* _WORK REQUIRED_: Turn the records, from their start through the line containing "0,1 -> 58,73" (both ends included), into a Markdown table with the columns Row and Line, one numbered row per line. Skip blank lines and leave the pictures out.

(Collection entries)
— Begin —
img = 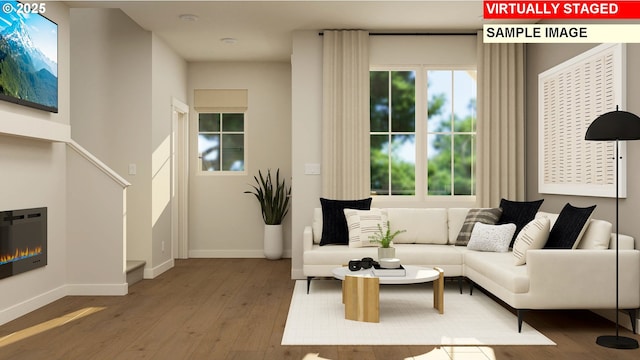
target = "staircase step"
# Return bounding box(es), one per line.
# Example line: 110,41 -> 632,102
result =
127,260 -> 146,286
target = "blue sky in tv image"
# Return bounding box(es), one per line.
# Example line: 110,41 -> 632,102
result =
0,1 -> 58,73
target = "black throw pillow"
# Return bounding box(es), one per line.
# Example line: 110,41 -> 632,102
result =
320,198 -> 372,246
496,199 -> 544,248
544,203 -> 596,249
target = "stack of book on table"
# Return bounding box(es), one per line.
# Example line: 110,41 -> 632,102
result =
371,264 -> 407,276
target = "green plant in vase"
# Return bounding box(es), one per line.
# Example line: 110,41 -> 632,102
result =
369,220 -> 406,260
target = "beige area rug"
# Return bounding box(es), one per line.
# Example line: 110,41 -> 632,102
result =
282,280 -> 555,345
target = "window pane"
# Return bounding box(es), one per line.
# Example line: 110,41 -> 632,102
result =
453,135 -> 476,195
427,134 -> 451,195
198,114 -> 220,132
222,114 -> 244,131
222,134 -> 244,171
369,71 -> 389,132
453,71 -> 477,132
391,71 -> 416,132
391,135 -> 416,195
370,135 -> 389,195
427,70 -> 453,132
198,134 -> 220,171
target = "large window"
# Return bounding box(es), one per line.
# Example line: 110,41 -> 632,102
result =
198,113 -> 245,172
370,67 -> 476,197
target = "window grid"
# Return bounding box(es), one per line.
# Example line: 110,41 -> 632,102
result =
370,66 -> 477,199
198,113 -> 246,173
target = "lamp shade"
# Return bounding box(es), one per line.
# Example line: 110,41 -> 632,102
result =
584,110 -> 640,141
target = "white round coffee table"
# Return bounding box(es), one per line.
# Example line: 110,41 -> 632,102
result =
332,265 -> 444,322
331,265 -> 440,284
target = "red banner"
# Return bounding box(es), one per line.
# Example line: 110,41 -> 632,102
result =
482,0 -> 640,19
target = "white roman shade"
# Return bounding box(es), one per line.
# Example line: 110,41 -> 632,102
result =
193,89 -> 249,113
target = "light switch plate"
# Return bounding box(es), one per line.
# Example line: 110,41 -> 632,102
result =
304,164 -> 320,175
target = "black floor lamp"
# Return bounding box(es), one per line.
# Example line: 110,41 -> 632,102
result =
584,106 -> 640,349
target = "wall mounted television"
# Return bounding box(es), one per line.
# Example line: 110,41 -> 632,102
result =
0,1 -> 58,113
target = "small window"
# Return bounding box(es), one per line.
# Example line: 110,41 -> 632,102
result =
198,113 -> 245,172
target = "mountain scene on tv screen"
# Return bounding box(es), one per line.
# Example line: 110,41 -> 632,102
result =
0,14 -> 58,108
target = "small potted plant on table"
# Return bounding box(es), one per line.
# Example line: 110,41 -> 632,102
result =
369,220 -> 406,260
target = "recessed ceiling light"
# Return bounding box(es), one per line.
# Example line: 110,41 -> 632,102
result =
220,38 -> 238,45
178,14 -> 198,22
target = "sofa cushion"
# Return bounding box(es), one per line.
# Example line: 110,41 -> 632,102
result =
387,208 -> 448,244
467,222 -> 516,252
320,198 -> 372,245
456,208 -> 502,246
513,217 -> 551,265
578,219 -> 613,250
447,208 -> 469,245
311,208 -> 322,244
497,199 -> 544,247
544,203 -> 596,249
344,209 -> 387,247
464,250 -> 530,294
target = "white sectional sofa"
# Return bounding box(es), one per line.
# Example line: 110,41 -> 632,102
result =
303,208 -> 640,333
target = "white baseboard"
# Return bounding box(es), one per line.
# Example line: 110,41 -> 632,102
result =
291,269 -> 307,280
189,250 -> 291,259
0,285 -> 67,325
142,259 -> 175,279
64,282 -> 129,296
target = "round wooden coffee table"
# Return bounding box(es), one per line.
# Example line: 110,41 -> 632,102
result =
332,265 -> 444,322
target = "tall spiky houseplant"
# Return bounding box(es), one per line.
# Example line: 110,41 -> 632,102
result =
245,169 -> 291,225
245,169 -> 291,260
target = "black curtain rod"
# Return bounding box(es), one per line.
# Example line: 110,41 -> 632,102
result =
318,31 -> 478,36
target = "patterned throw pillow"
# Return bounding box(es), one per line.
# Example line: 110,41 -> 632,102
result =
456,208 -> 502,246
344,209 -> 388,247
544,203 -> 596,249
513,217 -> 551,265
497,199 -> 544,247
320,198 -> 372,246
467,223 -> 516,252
— End —
* _THE SOLUTION_:
| Row | Line |
|---|---|
| 1 | img =  |
| 2 | target = "staircase step" |
| 3 | # Return bounding box(es), one per line. |
| 4 | # Example line: 110,41 -> 632,102 |
| 5 | result = |
| 6 | 127,260 -> 146,286 |
| 7 | target = "blue sky in tv image" |
| 8 | # Return bounding box(es), one per line. |
| 9 | # Example line: 110,41 -> 632,102 |
| 10 | result = |
| 11 | 0,1 -> 58,73 |